[Passage provided Boundary: Start]

Figure 1—figure supplement 4
Human HL-60-differentiated neutrophils require Perforin-2 to eliminate pathogens.
Human HL-60-neutrophils were generated by differentiating HL-60 with RA. One day prior to the experiment, HL-60/PMN cells were transfected with either a pool of scramble (□) or human Perforin-2 specific (■) siRNA. Cells were infected with (A) S. typhimurium, (B) MRSA, or (C) M. smegmatis 24 hr after transfection, which converged with maximal RA neutrophil differentiation. Statistical analysis was performed utilizing multiple T-tests with correction for multiple comparisons using the Holm-Sidak method. *p < 0.05.
Figure 2 with 2 supplements
Antimicrobial compounds (ROS and NO) enhance Perforin-2 mediated killing of S. typhimurium by PEM but have limited activity in the absence of Perforin-2.
(A–D) Wild-type S. typhimurium infection of PEMs isolated from either MPEG1 (Perforin-2) +/+ (A, C), or MPEG1 (Perforin-2) −/− mice (B, D). Non-filled symbols indicated MPEG1 (Perforin-2) +/+ PEMs; whereas filled symbols are MPEG1 (Perforin-2) −/− PEMs. Cells were incubated with NAC (blue line), NAME (green line), or mock (black line). To assess bacterial resistance mechanisms against these effectors, (E) SodC1 or (F) HmpA knockout S. typhimurium were used to infect MPEG1 (Perforin-2) −/− or +/+ PEMs. The above experiments were conducted with six biologic replicates and are representative of four independent experiments. Statistical analysis was performed utilizing multiple T-tests with correction for multiple comparisons using the Holm-Sidak method. *p < 0.05.

[Passage provided Boundary: End]
[Source information Boundary: Start]

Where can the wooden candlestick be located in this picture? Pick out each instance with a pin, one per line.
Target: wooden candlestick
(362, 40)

[Source information Boundary: End]
[Source information Boundary: Start]

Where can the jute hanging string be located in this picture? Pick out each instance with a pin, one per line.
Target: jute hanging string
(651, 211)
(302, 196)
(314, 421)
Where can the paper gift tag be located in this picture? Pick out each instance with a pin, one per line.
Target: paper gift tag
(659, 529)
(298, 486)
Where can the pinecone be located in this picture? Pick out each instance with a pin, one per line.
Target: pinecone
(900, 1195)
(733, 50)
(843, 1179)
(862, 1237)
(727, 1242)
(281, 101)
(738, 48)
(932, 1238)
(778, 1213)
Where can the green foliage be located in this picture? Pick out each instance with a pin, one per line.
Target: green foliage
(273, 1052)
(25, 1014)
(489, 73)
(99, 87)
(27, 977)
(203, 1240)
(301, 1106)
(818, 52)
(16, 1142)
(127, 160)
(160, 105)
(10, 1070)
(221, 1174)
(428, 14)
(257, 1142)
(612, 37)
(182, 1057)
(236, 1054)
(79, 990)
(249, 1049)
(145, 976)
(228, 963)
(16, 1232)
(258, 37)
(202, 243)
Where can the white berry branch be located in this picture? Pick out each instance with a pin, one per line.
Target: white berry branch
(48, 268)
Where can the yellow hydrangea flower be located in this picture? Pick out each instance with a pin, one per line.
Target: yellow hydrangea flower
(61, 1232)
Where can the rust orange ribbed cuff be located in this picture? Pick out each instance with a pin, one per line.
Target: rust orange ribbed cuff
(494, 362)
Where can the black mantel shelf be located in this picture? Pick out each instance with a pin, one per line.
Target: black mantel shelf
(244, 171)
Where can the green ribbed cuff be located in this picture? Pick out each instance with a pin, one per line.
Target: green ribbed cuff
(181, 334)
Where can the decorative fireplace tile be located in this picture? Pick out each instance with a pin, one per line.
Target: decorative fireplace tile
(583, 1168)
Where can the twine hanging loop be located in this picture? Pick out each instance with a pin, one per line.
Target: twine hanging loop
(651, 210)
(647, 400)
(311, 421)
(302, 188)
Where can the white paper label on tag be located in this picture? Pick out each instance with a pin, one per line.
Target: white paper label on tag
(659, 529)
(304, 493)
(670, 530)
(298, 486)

[Source information Boundary: End]

_Questions to answer_
1. In the figure legends, which pathogens were used to infect the HL-60-differentiated neutrophils?
2. Set down the part of the figure legends that opens with the words containing "Figure 2 with" and closes with "absence of Perforin-2.".
The data come from a different source than the figure legends.

_Per-task outputs_
1. S. typhimurium, MRSA, and M. smegmatis.

2.
Figure 2 with 2 supplements
Antimicrobial compounds (ROS and NO) enhance Perforin-2 mediated killing of S. typhimurium by PEM but have limited activity in the absence of Perforin-2.